WORKING DATA

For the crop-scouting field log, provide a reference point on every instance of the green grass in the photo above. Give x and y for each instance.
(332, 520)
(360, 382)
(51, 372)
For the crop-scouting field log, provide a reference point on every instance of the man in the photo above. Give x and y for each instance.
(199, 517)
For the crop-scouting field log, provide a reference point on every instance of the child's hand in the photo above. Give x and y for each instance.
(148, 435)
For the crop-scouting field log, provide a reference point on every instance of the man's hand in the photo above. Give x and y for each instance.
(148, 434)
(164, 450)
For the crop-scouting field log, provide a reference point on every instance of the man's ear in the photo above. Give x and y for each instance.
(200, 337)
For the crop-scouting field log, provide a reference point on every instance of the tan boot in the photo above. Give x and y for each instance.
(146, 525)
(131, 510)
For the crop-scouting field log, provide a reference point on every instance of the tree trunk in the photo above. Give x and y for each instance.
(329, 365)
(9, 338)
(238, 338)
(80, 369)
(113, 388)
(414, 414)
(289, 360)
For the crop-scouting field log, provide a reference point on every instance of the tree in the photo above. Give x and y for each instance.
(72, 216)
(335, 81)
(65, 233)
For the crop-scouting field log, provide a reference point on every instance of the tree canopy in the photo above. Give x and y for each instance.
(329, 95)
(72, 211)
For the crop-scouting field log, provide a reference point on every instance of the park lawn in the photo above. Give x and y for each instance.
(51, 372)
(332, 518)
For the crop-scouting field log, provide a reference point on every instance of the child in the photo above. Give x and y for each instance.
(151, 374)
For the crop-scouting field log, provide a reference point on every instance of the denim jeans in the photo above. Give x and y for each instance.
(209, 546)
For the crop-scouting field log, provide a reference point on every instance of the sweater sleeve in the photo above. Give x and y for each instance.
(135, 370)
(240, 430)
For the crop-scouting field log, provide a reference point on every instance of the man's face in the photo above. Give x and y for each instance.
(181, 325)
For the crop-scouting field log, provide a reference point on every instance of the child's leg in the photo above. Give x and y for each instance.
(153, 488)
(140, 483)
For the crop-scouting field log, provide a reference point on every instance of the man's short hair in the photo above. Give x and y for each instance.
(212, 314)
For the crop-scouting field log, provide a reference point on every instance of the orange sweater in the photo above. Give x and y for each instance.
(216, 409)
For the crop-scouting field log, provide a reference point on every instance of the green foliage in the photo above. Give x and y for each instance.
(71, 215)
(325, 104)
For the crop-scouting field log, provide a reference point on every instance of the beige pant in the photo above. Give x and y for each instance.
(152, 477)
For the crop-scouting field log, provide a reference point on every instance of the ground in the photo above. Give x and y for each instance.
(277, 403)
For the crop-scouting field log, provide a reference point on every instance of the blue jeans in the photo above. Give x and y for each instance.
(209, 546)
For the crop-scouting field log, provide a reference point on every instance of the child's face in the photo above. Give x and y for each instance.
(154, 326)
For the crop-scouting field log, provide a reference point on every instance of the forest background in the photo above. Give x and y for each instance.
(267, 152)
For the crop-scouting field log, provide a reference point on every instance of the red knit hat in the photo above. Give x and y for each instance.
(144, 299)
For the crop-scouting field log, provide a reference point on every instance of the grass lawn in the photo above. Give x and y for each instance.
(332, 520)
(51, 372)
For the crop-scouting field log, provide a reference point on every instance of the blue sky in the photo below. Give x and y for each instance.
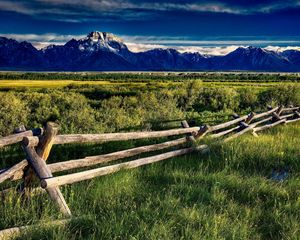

EXERCISE INSTRUCTIONS
How many lines in the listing above contain the string "face"? Case counts. Reply with the number alone.

SOLUTION TO THIS PROBLEM
2